| Aim |
Give a verbatim quotation of every record.

| Point labeling dataset excerpts |
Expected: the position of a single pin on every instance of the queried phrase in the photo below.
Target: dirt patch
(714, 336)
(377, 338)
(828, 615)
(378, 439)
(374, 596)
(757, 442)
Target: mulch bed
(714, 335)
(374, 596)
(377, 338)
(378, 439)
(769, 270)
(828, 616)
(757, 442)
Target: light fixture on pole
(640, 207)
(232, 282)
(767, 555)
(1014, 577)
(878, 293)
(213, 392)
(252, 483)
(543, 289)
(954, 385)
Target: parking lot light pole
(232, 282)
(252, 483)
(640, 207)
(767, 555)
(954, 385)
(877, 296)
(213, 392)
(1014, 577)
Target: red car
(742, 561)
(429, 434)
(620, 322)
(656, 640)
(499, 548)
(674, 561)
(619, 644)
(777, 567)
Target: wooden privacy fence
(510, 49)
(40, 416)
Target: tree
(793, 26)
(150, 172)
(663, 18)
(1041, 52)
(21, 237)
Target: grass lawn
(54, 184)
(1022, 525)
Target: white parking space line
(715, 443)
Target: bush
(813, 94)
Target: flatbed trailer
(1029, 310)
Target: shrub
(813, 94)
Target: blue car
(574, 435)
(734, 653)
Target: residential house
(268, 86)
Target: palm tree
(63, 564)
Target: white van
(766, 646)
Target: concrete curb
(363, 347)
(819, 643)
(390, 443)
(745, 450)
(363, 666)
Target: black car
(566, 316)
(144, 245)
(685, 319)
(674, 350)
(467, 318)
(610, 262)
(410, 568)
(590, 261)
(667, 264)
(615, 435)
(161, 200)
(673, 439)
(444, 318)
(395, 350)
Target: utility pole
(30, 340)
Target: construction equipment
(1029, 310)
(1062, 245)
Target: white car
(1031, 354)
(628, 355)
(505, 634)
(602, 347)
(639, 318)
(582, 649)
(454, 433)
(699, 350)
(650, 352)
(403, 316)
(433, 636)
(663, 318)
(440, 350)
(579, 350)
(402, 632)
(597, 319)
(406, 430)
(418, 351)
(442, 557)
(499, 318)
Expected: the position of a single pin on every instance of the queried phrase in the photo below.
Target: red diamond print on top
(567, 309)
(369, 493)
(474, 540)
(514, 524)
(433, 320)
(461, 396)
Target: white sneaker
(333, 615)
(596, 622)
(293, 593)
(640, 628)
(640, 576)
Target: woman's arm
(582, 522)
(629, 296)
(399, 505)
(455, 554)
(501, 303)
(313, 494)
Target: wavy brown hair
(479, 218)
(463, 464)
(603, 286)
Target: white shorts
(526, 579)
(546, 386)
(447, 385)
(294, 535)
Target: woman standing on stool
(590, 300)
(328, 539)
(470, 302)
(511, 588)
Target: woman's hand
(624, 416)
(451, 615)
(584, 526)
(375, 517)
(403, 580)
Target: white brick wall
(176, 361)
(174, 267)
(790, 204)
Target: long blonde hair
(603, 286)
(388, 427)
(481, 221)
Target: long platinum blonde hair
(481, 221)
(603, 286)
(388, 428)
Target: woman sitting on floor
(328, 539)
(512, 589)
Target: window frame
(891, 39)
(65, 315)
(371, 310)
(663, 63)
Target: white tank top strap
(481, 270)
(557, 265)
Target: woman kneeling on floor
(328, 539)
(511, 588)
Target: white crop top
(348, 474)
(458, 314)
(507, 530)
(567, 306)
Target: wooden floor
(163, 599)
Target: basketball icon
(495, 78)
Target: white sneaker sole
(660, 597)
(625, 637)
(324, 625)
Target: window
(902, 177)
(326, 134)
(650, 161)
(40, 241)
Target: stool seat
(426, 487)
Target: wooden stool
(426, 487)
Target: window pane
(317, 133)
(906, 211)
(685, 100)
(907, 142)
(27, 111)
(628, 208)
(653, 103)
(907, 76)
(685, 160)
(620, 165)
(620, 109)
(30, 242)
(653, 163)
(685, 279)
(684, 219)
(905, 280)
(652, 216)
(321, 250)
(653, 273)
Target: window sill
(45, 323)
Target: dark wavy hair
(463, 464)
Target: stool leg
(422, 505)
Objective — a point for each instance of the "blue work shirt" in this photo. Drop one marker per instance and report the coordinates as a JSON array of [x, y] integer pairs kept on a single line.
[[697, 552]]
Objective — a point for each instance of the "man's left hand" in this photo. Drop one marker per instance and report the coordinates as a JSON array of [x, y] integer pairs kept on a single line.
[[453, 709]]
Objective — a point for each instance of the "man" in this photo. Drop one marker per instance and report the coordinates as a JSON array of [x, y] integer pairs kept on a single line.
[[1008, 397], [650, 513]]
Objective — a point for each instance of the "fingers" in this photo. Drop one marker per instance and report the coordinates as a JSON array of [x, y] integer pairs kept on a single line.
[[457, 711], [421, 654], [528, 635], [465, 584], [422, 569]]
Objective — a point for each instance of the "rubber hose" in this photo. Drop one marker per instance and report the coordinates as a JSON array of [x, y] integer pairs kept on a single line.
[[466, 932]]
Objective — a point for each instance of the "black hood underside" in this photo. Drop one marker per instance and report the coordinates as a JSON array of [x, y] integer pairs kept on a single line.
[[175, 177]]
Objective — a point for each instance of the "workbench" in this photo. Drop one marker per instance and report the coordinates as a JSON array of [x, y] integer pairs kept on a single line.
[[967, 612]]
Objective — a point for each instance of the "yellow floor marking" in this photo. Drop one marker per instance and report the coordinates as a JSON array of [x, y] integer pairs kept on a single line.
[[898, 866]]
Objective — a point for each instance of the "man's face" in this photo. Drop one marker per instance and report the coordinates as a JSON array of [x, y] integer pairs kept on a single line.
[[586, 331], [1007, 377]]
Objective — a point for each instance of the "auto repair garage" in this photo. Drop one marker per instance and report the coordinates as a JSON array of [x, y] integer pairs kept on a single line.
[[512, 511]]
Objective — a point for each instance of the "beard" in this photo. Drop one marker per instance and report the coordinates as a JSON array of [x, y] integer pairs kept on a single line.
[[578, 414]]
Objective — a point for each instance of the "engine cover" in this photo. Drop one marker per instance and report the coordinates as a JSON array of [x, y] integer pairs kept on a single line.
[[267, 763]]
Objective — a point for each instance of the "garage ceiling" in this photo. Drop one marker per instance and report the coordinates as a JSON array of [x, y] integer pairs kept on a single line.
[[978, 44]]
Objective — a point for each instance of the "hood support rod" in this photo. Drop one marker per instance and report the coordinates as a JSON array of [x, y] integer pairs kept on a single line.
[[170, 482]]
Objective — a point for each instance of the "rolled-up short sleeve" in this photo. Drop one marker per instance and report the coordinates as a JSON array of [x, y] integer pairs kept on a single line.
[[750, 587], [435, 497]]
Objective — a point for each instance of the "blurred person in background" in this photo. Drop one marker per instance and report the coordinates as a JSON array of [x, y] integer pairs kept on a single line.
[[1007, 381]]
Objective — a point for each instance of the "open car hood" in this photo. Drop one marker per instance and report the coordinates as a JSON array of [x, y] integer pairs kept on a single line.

| Solution for this task |
Expected: the position of a single pin on every instance of the queried phrase in the photo below.
Target: dirt patch
(714, 336)
(377, 338)
(828, 615)
(378, 439)
(374, 596)
(757, 442)
Target: mulch bed
(714, 335)
(374, 596)
(377, 338)
(378, 439)
(769, 270)
(828, 616)
(757, 442)
Target: light fixture on pole
(640, 207)
(232, 282)
(767, 555)
(1014, 577)
(878, 293)
(213, 392)
(252, 483)
(543, 289)
(954, 385)
Target: parking lot light pole
(232, 282)
(252, 483)
(640, 207)
(767, 555)
(954, 385)
(877, 296)
(213, 392)
(1014, 577)
Target: red car
(742, 561)
(429, 434)
(620, 322)
(656, 640)
(499, 548)
(674, 561)
(619, 644)
(777, 567)
Target: wooden privacy fence
(510, 49)
(40, 416)
Target: tree
(793, 26)
(150, 172)
(663, 18)
(1041, 52)
(21, 237)
Target: grass lawn
(54, 184)
(1022, 525)
Target: white parking space line
(715, 443)
Target: bush
(813, 94)
Target: flatbed trailer
(1029, 310)
Target: shrub
(813, 94)
Target: blue car
(574, 435)
(734, 653)
Target: residential house
(268, 86)
Target: palm tree
(63, 564)
Target: white van
(766, 646)
Target: concrete curb
(363, 347)
(819, 643)
(390, 443)
(745, 450)
(363, 666)
Target: black car
(566, 316)
(144, 245)
(685, 319)
(674, 350)
(467, 318)
(610, 262)
(410, 568)
(590, 261)
(667, 264)
(615, 435)
(161, 200)
(673, 439)
(444, 318)
(395, 350)
Target: utility pole
(30, 340)
Target: construction equipment
(1029, 310)
(1062, 245)
Target: white car
(1031, 354)
(628, 355)
(505, 634)
(602, 347)
(639, 318)
(582, 649)
(454, 433)
(699, 350)
(650, 352)
(403, 316)
(433, 636)
(663, 318)
(440, 350)
(579, 350)
(402, 632)
(597, 319)
(406, 430)
(418, 351)
(442, 557)
(499, 318)
Expected: the position of a single pin on every instance of the queried phrase in the photo below.
Target: red diamond print on top
(567, 309)
(369, 493)
(474, 540)
(514, 524)
(433, 320)
(461, 396)
Target: white sneaker
(333, 615)
(596, 622)
(293, 593)
(640, 628)
(640, 576)
Target: woman's arm
(582, 522)
(629, 296)
(399, 505)
(455, 554)
(501, 303)
(313, 494)
Target: wavy brown hair
(479, 218)
(463, 464)
(603, 286)
Target: white shorts
(526, 579)
(546, 386)
(447, 385)
(294, 535)
Target: woman standing on stool
(590, 300)
(328, 539)
(470, 302)
(511, 588)
Target: woman's hand
(624, 416)
(451, 615)
(584, 526)
(375, 517)
(403, 580)
Target: white brick wall
(176, 361)
(174, 267)
(790, 204)
Target: long blonde hair
(603, 286)
(388, 427)
(481, 221)
Target: long platinum blonde hair
(481, 221)
(603, 286)
(388, 428)
Target: woman sitting on floor
(328, 539)
(512, 589)
Target: window frame
(891, 39)
(65, 315)
(371, 310)
(663, 63)
Target: white tank top strap
(481, 270)
(557, 265)
Target: woman kneeling on floor
(328, 539)
(511, 588)
Target: white crop top
(348, 474)
(458, 314)
(507, 530)
(567, 306)
Target: wooden floor
(163, 599)
Target: basketball icon
(495, 78)
Target: white sneaker sole
(660, 597)
(625, 637)
(324, 625)
Target: window
(902, 177)
(326, 134)
(650, 161)
(40, 241)
Target: stool seat
(426, 487)
Target: wooden stool
(426, 487)
Target: window pane
(317, 133)
(906, 211)
(685, 100)
(907, 142)
(27, 111)
(628, 208)
(653, 103)
(907, 76)
(685, 160)
(620, 165)
(620, 109)
(30, 242)
(653, 163)
(685, 279)
(684, 219)
(905, 280)
(652, 216)
(321, 250)
(653, 273)
Target: window sill
(45, 323)
Target: dark wavy hair
(463, 464)
Target: stool leg
(422, 505)
Objective — a point for each instance of the "blue work shirt" in this photo. Drop one marker per instance and report the coordinates as a JSON array of [x, y] integer pairs kept on a single line.
[[697, 552]]
Objective — a point for each instance of the "man's left hand" in this photo. Drop one marker per instance and report the coordinates as a JSON array of [x, y] integer pairs kept on a single line.
[[453, 709]]
Objective — a point for each instance of the "man" in this photo. Drop one marker per instance and report the coordinates as a JSON array of [x, y] integer pairs kept on a single line.
[[1008, 397], [650, 513]]
Objective — a point for each instance of the "fingers" in this photo. Drop one marker per instance and report the coordinates as a JSON array of [x, y] integer pairs kept on a single line.
[[457, 711], [421, 654], [528, 635], [465, 584], [422, 569]]
Objective — a point for each instance of the "rubber hose" in this photo. Drop one marker per instance and report the coordinates as a JSON array of [x, y] integer pairs kept on a single line.
[[466, 932]]
Objective — a point for each instance of the "black hood underside" in this photo. Drop one marker per instance and report the coordinates as a JSON array of [x, y] integer pairs kept on a single line.
[[175, 177]]
Objective — a point for each instance of the "workbench" in this photo. Drop one marker per instance and report the coordinates as a JSON array of [x, y] integer pairs kept on a single line.
[[967, 612]]
Objective — a point for each instance of the "yellow floor marking" in this photo. Drop one marker per instance and report the coordinates as a JSON array of [x, y] integer pairs kept on a single line.
[[898, 866]]
Objective — a point for each instance of the "man's face" in this photo. Drop one marker per instance and report the coordinates as a JSON array of [x, y] integer pairs kept on a single line.
[[586, 331], [1007, 377]]
Objective — a point for each instance of the "auto repair garage" in this photo. Drop one marker per instance and report the coordinates as a JSON array of [x, y] integer pairs kept on a single line.
[[512, 511]]
Objective — a point for each instance of the "beard" in this photo. Drop one marker per instance and report the coordinates as a JSON array of [x, y] integer pairs kept on a single line.
[[578, 414]]
Objective — a point for each instance of the "engine cover" in this photo. Drop one marker per instance and report the coordinates as a JSON array of [x, y] integer pairs kept on a single line.
[[267, 763]]
Objective — a point for each instance of the "garage ceiling" in this photo. Drop one marker per instance and report the coordinates as a JSON array of [x, y] integer pairs kept on a single line.
[[978, 44]]
Objective — a point for each instance of the "hood support rod" in this photo. Drop one marker per instance and report the coordinates as a JSON array of [x, y] integer pairs kept on a single line.
[[170, 482]]
Objective — a point for each instance of the "rolled-up short sleeve" in this photo. Drop one marker per instance and report the coordinates as a JSON array of [x, y] integer pairs kept on a single line.
[[750, 587], [435, 497]]
Objective — a point for each instance of the "blurred person in background" in this photo. Drop one marker per instance and report the coordinates as a JSON array of [x, y] integer pairs kept on a single line.
[[1007, 381]]
Objective — a point for each instance of the "open car hood" in this photo. Drop one marker per instance and report the coordinates as a JSON array of [x, y] integer pairs kept on a single line.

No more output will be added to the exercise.